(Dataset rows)
════════
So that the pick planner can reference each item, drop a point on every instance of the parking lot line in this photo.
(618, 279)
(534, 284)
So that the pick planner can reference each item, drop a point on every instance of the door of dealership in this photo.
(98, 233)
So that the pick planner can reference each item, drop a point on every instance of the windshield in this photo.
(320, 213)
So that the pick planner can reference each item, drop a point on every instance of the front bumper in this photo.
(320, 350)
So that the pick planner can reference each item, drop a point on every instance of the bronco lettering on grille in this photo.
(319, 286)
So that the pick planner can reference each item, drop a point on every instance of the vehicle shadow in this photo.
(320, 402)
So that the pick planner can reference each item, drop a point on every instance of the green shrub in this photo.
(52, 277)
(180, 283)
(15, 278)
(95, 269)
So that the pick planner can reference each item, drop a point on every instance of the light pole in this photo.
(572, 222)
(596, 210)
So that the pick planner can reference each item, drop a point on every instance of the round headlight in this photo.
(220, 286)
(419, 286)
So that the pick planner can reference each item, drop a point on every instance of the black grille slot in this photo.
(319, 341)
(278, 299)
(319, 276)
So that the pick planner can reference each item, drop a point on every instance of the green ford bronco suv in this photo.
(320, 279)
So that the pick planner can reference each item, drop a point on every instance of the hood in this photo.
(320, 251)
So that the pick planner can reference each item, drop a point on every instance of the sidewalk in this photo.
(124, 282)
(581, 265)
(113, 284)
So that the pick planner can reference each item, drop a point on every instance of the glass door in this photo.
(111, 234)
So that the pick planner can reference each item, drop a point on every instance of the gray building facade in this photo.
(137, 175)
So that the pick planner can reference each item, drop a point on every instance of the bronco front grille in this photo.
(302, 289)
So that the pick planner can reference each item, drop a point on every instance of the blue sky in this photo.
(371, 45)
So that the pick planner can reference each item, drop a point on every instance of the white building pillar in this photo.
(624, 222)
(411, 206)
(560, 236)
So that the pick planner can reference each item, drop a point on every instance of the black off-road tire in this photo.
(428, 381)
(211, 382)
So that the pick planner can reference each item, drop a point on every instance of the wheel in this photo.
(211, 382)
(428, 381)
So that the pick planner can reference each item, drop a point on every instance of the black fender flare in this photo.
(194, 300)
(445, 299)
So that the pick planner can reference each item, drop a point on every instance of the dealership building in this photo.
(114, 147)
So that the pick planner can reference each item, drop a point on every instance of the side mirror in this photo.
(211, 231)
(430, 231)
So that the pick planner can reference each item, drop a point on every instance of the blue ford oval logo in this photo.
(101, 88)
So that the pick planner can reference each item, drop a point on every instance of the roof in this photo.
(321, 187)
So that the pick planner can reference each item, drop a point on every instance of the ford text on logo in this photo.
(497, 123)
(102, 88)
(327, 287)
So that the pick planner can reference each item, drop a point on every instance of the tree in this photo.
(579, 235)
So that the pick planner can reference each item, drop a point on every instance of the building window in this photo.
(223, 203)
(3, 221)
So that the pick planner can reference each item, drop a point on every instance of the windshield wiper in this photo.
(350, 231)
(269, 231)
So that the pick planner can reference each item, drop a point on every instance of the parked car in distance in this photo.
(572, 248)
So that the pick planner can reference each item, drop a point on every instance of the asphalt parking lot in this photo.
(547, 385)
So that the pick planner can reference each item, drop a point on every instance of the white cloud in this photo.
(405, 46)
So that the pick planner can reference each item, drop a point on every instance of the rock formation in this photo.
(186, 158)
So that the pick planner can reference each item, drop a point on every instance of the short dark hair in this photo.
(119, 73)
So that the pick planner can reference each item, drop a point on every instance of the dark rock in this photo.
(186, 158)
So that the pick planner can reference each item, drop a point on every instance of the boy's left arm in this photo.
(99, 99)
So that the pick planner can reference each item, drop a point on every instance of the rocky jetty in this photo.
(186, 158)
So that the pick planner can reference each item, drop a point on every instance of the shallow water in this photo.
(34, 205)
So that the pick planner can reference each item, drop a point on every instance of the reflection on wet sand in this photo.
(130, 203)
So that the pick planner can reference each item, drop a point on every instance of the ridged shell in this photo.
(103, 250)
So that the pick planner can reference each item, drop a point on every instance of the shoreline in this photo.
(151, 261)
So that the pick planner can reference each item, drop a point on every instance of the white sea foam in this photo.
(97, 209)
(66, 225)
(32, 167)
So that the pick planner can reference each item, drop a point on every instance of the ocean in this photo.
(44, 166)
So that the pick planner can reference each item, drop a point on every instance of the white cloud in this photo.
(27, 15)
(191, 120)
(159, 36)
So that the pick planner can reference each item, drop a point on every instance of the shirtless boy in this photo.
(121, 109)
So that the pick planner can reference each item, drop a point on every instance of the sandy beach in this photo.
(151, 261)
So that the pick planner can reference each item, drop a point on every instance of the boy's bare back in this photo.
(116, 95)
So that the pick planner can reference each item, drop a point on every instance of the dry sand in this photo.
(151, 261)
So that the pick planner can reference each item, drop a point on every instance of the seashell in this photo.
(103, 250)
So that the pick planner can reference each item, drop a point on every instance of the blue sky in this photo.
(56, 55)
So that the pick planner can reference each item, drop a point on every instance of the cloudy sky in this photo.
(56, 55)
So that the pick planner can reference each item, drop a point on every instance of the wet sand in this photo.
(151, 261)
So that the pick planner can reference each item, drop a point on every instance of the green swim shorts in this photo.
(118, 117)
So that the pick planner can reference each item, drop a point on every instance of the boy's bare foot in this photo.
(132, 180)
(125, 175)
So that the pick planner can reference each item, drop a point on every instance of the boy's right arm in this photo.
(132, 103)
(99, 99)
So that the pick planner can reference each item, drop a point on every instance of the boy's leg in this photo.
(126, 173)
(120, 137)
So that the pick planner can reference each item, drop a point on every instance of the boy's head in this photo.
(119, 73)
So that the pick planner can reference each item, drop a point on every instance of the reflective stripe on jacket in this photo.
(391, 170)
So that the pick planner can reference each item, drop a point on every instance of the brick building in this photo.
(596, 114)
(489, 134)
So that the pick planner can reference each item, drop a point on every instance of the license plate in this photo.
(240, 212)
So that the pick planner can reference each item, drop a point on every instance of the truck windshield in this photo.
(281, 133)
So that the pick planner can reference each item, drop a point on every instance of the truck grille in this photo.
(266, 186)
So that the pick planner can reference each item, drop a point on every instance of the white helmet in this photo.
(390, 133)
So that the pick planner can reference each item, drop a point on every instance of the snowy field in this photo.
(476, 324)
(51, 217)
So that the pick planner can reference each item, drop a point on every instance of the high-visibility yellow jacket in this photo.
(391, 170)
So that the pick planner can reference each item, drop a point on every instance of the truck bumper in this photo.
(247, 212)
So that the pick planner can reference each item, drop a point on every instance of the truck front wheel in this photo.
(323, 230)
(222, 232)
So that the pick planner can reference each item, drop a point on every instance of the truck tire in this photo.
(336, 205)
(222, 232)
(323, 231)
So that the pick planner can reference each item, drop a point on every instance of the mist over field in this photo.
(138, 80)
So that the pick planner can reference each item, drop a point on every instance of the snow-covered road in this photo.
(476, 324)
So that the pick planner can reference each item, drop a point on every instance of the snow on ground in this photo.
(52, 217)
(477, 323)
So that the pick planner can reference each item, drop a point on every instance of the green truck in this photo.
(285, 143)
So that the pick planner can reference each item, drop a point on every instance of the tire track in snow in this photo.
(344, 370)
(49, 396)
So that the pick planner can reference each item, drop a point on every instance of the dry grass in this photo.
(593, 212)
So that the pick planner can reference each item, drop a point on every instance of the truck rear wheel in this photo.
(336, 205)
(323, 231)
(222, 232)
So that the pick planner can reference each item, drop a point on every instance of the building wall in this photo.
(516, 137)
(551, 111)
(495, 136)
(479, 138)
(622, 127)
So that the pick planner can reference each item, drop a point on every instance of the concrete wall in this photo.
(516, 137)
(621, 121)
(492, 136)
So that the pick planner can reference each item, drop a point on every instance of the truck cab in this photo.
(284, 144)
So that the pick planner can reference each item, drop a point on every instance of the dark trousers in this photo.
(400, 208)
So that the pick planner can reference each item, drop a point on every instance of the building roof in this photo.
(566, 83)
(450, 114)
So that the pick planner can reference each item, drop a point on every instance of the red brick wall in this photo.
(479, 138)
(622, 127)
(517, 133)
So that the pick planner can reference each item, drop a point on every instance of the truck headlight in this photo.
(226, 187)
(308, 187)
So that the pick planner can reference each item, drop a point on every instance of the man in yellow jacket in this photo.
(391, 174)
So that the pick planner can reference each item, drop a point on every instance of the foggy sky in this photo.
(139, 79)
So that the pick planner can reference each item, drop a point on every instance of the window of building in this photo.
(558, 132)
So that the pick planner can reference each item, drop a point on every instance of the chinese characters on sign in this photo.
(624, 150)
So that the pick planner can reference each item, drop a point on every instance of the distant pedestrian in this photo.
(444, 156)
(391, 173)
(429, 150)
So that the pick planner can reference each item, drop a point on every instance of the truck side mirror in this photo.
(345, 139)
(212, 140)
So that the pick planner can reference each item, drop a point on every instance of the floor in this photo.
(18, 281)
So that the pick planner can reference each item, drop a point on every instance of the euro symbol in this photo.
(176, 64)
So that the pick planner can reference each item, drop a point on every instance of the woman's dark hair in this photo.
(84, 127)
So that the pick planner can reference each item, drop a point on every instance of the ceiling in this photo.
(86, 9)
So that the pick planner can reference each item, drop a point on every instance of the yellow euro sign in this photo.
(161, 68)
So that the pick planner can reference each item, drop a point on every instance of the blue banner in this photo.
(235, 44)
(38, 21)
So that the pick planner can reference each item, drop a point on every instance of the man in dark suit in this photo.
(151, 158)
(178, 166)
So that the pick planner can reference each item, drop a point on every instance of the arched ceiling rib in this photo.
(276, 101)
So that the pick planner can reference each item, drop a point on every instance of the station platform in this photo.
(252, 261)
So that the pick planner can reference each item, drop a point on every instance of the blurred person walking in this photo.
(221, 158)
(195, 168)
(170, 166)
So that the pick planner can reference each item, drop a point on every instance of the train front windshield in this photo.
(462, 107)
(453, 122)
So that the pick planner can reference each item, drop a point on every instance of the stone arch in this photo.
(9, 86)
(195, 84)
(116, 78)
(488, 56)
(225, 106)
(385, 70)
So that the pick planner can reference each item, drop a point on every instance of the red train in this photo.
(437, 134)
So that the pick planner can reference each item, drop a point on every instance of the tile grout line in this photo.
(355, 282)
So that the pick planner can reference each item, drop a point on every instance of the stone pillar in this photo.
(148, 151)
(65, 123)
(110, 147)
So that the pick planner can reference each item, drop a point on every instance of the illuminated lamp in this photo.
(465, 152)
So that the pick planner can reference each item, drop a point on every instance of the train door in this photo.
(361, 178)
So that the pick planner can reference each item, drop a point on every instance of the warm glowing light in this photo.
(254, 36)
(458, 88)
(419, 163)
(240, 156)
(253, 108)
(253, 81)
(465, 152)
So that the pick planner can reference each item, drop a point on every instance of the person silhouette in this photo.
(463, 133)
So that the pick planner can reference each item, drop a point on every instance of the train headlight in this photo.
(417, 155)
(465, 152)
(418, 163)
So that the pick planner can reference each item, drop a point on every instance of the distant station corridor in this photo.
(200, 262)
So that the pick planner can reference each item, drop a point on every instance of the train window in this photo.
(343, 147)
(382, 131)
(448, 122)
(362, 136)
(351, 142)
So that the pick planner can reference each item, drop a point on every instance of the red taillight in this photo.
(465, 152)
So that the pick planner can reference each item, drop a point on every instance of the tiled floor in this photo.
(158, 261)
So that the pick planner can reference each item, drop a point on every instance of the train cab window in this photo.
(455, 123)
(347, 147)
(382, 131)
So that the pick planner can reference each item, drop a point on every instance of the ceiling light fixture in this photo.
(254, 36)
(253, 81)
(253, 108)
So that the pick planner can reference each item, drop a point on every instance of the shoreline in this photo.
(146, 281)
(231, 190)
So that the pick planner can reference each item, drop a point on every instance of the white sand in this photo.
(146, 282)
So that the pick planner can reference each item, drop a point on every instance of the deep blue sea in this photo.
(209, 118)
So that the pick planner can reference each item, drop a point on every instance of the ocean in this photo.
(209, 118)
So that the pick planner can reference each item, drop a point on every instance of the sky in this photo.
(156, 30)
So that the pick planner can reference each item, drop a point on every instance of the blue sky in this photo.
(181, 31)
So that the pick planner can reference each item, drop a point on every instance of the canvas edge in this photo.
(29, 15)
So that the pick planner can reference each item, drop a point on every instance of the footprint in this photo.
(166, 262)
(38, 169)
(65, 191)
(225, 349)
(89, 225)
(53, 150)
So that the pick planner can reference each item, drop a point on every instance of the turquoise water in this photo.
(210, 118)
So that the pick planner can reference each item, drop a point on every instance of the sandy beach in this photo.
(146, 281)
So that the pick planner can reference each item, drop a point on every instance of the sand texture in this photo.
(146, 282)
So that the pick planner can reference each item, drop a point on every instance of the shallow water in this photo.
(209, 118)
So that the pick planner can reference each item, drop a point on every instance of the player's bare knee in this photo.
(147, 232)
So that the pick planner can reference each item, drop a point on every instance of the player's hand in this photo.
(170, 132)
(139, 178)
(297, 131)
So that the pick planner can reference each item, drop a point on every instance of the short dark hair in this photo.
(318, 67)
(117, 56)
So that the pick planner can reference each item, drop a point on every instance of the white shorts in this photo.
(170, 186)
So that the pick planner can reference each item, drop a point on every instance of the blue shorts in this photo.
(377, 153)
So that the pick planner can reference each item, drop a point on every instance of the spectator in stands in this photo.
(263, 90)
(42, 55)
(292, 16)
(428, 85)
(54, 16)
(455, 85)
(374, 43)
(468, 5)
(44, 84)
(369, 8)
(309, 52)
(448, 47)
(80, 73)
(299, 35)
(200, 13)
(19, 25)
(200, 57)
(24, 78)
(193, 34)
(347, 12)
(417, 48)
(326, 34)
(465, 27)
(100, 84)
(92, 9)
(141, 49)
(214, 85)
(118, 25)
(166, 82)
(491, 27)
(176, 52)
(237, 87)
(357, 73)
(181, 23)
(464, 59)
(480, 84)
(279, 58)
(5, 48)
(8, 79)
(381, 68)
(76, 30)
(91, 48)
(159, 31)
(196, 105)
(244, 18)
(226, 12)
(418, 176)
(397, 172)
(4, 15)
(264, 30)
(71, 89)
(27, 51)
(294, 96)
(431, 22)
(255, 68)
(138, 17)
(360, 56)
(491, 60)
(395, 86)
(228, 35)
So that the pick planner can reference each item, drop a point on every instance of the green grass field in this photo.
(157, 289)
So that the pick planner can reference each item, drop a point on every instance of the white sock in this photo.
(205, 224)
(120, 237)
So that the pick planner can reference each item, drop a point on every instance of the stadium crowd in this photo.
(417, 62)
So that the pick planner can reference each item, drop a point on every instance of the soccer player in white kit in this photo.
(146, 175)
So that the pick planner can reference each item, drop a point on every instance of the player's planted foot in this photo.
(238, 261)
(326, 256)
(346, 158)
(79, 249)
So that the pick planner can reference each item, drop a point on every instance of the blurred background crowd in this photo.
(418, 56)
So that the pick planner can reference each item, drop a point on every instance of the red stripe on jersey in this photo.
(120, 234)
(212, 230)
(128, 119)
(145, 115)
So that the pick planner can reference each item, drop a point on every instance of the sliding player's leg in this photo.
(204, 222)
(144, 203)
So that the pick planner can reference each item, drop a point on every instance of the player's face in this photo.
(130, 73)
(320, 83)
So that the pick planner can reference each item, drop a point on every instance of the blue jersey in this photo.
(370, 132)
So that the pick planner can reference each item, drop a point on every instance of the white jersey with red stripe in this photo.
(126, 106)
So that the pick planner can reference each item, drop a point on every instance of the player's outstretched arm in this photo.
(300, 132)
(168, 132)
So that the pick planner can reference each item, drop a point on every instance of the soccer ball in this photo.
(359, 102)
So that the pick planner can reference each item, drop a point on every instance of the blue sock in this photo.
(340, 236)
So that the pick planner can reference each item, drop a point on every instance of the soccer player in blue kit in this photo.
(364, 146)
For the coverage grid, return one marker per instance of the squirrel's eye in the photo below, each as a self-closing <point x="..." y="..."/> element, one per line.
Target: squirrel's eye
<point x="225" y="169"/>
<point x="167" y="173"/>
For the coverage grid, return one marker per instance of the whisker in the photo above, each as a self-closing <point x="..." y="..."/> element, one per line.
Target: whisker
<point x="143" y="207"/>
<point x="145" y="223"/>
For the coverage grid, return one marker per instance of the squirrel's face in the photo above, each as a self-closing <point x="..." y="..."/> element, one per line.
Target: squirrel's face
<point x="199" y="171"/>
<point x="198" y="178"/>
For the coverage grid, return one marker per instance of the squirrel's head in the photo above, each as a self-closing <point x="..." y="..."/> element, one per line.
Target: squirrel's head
════════
> TASK DESCRIPTION
Write out the lines above word for word, starting with the line that contains "of the whisker" and going on through the last line of the rows.

> TASK RESPONSE
For the coverage grid, return one marker per instance of the whisker in the photo above, each as a self-closing <point x="..." y="..."/> element, one per line.
Target: whisker
<point x="143" y="207"/>
<point x="145" y="223"/>
For the coverage grid, return one marker per instance of the squirrel's face in the photo above, each as a self-closing <point x="..." y="..."/> element, one per line.
Target: squirrel's face
<point x="199" y="171"/>
<point x="198" y="178"/>
For the coverage grid, return one marker per instance of the squirrel's head in the photo above, each as a self-closing <point x="..." y="..."/> element, one per line.
Target: squirrel's head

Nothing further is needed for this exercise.